### EXTRAIT DU TEXTE

○ ○ ○ ○

Considérant que l'exécution d'un jugement annulant un refus de titre de séjour au motif que ce refus porte au droit de l'intéressé au respect de sa vie privée et familiale une atteinte excessive au regard des exigences de l'article 8 de la convention européenne de sauvegarde des droits de l'homme et des libertés fondamentales implique au moins, sous réserve d'un changement dans les circonstances de droit ou de fait, la délivrance de la carte de séjour temporaire portant la mention vie privée et familiale ; que par suite, le Tribunal, en l'absence d'un changement dans les circonstances de droit ou de fait, n'a commis aucune erreur de droit en enjoignant au préfet du Haut-Rhin de délivrer à M. Y un titre de séjour temporaire portant la mention « vie privée et familiale » alors même que l'intéressé ne remplit pas les conditions légales pour obtenir une carte de séjour temporaire portant la mention vie privée et familiale sur le fondement de l'article L. 313-11 7°) du code de l'entrée et du séjour des étrangers et du droit d'asile ;

Considérant qu'il résulte de ce qui précède que le préfet du Haut-Rhin n'est pas fondé à soutenir que c'est à tort que, par le jugement attaqué, le Tribunal administratif de Strasbourg a annulé son arrêté du 16 octobre 2007 ainsi que, par voie de conséquence, l'obligation de quitter le territoire et la décision fixant le pays de renvoi, et lui a enjoint de délivrer à M. Y une carte de séjour temporaire portant la mention « vie privée et familiale » ; que, par suite, sa requête doit être rejetée ;

Sur les conclusions tendant à l'application de l'article L. 761-1 du code de justice administrative :

Considérant que, d'une part, M. Y n'allègue pas avoir exposé de frais autres que ceux pris en charge par l'Etat au titre de l'aide juridictionnelle totale qui lui a été allouée ; que, d'autre part, l'avocat de M. Y n'a pas demandé la condamnation de l'Etat à lui verser la somme correspondant aux frais exposés qu'il aurait réclamée à son client si ce dernier n'avait bénéficié d'une aide juridictionnelle totale ; que dans ces conditions, les conclusions de la requête tendant à la condamnation de l'Etat sur le fondement de l'article L. 761-1 du code de justice administrative doivent être rejetées ;

DECIDE :

Article 1er : La requête du préfet du Haut-Rhin est rejetée.

○ ○ ○ ○

### LIGNES
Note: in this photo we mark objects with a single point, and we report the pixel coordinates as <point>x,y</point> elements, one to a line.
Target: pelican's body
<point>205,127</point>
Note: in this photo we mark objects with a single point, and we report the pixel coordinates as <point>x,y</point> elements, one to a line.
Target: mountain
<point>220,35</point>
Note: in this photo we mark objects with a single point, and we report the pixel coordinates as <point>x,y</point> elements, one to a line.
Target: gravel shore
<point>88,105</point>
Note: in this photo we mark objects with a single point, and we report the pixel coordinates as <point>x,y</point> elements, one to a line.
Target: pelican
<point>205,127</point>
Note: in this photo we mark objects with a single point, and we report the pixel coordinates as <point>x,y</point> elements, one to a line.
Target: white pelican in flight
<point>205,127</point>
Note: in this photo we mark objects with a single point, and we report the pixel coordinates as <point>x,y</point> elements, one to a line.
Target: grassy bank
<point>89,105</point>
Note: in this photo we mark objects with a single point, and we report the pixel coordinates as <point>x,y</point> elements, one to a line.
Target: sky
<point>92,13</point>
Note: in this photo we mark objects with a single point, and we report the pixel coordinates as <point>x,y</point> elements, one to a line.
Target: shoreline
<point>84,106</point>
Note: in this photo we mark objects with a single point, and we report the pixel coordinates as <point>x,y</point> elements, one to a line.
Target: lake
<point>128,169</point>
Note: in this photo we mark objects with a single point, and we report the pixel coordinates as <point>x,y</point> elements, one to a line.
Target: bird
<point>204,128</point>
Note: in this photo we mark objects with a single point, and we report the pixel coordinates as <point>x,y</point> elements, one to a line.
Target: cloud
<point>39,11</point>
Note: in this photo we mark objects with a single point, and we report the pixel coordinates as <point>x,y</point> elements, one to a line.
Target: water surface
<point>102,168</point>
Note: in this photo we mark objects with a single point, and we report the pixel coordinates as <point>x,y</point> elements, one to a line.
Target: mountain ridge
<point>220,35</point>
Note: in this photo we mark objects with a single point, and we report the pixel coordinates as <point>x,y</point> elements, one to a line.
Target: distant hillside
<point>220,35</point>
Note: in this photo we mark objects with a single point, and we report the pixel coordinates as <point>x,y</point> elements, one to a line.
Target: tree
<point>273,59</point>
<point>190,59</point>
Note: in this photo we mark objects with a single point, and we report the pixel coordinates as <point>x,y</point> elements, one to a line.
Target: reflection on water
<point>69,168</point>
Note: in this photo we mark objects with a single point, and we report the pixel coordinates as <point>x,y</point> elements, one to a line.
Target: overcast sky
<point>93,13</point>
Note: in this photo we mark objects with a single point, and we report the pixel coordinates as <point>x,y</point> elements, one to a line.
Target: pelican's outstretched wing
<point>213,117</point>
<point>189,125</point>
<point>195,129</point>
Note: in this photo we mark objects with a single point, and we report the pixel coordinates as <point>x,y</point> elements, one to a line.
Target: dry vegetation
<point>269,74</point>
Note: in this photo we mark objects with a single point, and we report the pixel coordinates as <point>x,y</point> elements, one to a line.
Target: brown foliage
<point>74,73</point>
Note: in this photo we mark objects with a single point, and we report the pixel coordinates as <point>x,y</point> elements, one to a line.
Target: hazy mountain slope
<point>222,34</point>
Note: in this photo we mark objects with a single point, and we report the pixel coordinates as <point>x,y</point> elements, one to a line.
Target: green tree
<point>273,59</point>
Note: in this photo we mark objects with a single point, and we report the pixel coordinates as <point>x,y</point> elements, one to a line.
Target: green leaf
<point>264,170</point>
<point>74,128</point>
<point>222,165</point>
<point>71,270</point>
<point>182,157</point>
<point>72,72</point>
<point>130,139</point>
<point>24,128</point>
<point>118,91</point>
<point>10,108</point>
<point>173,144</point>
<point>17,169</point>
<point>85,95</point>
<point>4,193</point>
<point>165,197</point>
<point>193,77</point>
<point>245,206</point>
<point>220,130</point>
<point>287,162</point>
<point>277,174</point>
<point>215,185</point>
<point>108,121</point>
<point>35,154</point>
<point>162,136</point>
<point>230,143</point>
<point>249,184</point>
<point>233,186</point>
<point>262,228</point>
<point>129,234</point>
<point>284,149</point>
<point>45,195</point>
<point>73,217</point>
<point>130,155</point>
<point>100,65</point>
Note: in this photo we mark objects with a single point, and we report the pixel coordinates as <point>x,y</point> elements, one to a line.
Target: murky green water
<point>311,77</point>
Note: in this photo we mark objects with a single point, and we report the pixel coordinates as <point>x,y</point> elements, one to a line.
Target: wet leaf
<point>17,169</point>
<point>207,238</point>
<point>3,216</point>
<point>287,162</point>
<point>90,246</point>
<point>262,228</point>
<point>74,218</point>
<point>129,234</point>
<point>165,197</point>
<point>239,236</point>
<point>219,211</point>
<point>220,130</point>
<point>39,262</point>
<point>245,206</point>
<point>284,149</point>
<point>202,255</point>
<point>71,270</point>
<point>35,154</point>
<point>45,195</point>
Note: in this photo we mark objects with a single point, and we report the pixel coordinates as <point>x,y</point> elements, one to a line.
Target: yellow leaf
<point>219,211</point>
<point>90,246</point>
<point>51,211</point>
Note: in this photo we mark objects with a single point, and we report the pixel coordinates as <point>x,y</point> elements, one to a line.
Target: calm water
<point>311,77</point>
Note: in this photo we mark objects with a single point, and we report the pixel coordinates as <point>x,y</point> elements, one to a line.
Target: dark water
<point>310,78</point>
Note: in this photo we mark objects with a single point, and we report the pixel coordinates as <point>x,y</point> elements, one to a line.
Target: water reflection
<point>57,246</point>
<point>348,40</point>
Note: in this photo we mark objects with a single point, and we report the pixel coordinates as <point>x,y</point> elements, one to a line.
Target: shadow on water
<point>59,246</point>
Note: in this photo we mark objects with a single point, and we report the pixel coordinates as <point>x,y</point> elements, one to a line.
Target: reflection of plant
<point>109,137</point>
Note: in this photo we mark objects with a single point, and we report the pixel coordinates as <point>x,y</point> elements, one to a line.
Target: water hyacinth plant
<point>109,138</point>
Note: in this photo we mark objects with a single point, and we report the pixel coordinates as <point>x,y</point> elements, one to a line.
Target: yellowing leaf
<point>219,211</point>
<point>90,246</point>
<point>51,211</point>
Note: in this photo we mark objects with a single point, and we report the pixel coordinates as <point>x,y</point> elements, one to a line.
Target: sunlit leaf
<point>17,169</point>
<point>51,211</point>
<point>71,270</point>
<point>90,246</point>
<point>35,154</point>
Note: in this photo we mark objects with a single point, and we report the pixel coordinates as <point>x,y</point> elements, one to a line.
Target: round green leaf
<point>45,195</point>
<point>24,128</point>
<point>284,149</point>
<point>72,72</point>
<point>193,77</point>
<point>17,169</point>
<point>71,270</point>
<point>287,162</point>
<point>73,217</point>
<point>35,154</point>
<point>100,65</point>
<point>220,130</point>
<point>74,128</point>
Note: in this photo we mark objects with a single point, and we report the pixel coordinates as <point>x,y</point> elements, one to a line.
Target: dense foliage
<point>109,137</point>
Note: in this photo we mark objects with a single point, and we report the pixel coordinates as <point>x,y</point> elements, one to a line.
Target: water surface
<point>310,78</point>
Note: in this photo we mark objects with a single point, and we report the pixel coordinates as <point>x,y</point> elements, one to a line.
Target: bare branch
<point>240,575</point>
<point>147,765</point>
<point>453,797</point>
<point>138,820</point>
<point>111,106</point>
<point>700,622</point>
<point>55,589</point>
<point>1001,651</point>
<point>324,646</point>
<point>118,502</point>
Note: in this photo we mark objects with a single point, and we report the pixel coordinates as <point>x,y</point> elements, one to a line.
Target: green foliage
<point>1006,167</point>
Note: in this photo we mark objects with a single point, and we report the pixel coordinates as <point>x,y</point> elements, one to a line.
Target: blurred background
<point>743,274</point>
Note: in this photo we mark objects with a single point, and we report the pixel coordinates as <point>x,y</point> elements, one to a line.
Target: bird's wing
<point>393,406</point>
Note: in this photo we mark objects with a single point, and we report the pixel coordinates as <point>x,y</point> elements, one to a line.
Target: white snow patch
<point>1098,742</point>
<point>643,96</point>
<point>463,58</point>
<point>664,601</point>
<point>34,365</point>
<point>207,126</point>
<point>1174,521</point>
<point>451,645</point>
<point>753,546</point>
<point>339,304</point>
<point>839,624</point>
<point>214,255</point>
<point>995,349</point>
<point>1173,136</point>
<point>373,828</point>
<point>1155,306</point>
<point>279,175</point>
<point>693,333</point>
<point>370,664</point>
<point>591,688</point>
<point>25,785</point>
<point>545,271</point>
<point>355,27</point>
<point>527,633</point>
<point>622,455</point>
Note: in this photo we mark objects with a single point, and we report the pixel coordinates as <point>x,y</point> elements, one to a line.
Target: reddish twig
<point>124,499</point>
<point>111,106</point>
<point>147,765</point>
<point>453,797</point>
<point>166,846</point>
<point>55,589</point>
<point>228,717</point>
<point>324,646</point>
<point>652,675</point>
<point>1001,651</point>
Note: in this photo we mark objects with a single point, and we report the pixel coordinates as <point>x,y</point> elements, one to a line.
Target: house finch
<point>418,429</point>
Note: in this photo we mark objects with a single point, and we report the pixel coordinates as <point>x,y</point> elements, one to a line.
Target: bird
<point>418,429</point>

○ ○ ○ ○

### À FAIRE
**a.** D'après l'extrait de décision, quelle est la date de l'arrêté du préfet du Haut-Rhin annulé par le Tribunal administratif de Strasbourg ?
**b.** Recopiez mot pour mot le passage de l'extrait de décision qui commence par « Sur les conclusions » et va jusqu'à « Haut-Rhin est rejetée. ».
**c.** Résumez l'extrait de décision en deux phrases.

### RÉPONSES
**a.** Le 16 octobre 2007.

**b.**
Sur les conclusions tendant à l'application de l'article L. 761-1 du code de justice administrative :

Considérant que, d'une part, M. Y n'allègue pas avoir exposé de frais autres que ceux pris en charge par l'Etat au titre de l'aide juridictionnelle totale qui lui a été allouée ; que, d'autre part, l'avocat de M. Y n'a pas demandé la condamnation de l'Etat à lui verser la somme correspondant aux frais exposés qu'il aurait réclamée à son client si ce dernier n'avait bénéficié d'une aide juridictionnelle totale ; que dans ces conditions, les conclusions de la requête tendant à la condamnation de l'Etat sur le fondement de l'article L. 761-1 du code de justice administrative doivent être rejetées ;

DECIDE :

Article 1er : La requête du préfet du Haut-Rhin est rejetée.

**c.** Le Tribunal administratif de Strasbourg avait annulé l'arrêté du préfet du Haut-Rhin du 16 octobre 2007 et lui avait enjoint de délivrer à M. Y une carte de séjour temporaire « vie privée et familiale », sans commettre d'erreur de droit, si bien que la requête du préfet est rejetée. Les conclusions tendant à la condamnation de l'État au titre de l'article L. 761-1 du code de justice administrative sont également rejetées, car M. Y n'allègue pas d'autres frais que ceux couverts par l'aide juridictionnelle totale et son avocat n'a rien demandé.